EXCERPT TO READ: Begin
Forging nanoparticles to treat cardiovascular disease

A multiparametric evaluation of a nanoimmunotherapy that moderates CD40–CD40-ligand signaling in atherosclerotic mice and non-human primates
Forging nanoparticles to treat cardiovascular disease

The accumulation of monocytes and macrophages in atherosclerosis is a key process contributing to pathogenesis that is directly linked to destabilization and rupture of plaque1. Therefore, intervening in macrophage dynamics is increasingly considered as a therapeutic strategy. However, specificity remains a challenge. A myeloid cell-specific nanoparticle delivery system may be an attractive solution.

Our new study ‘Efficacy and safety assessment of a TRAF6-targeted nanoimmunotherapy in atherosclerotic mice and non-human primates’ not only reports the assessment of a nanoimmunotherapy, it also describes the collaboration of more than 30 researchers in 11 departments, across three countries. From a personal perspective, the study comprises an interesting journey about the integration of different expertise, resulting to exciting science.
EXCERPT TO READ: End
THE DATA: Begin
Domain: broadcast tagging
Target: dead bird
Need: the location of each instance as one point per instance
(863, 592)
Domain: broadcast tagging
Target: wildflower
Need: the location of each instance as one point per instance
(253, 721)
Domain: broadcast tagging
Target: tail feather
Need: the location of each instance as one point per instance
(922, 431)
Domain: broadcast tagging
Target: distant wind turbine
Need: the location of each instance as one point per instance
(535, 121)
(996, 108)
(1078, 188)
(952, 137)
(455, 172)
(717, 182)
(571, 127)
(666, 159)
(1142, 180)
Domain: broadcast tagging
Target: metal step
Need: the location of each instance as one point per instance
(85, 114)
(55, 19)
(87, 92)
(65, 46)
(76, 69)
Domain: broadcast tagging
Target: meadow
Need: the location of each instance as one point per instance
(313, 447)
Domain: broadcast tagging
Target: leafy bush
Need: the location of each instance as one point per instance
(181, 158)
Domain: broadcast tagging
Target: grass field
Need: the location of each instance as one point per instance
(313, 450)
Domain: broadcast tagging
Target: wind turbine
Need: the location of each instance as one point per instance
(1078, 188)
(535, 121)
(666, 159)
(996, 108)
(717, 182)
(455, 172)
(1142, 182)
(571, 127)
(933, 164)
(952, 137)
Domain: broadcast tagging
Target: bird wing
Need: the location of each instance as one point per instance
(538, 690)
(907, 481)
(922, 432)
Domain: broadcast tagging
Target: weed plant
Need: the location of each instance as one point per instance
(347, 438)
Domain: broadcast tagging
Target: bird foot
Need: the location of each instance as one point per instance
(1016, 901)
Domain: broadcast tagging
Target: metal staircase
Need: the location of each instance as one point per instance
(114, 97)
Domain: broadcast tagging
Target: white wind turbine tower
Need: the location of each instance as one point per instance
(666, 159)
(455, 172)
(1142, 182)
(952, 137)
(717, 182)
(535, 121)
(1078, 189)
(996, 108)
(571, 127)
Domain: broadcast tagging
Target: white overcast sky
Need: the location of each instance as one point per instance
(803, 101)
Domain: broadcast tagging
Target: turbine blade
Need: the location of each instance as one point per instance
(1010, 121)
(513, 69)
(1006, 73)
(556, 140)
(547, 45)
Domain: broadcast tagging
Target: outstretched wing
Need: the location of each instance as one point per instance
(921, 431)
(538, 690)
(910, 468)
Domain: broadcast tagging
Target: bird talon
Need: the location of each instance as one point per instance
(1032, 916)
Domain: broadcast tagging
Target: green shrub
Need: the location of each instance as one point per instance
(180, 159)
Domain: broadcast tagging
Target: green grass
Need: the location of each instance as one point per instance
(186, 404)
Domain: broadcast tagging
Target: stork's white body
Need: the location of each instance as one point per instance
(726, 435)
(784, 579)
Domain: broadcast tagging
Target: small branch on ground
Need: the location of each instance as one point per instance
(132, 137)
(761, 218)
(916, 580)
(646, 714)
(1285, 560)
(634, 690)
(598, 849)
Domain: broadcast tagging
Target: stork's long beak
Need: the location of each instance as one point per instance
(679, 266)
THE DATA: End
=== WORK TO COMPLETE ===
Write the next part of the piece on forging nanoparticles to treat cardiovascular disease, picking up after its final sentence.

=== WRITTEN REPLY ===
Figure 1. A multifaceted study design, ranging from the creation of a nanoimmunotherapeutic, the biodistribution, efficacy, mechanism and safety.


In 2013 I joined the team of Prof. Mulder, who had been working on a high-density lipoprotein (HDL)-based nanodelivery systems for therapeutic agents since 2008.

The HDL-nanoparticle system has several characteristics that result in their increased uptake by myeloid cells, including domains that specifically bind to scavenger receptors. Prof. Mulder directs a nanomedicine lab at Mount Sanai in New York, and a team at the AMC (Academisch Medical Center) in Amsterdam, facilitating collaborations and forming the basis for my work with Prof. Lutgens and Dr. Duivenvoorden.

Prof. Lutgens has devoted her career to unraveling the role of CD40 and the TRAF molecules. Her lab was working on small molecule compounds that were found to block the interaction of CD40 and TRAF6: by specifically inhibiting this interaction in macrophages, mice were found to develop less atherosclerosis.  Taking advantage of its specificity for monocytes and macrophages, we proposed the use of HDL as a delivery vehicle could drastically improve the efficacy of these compounds.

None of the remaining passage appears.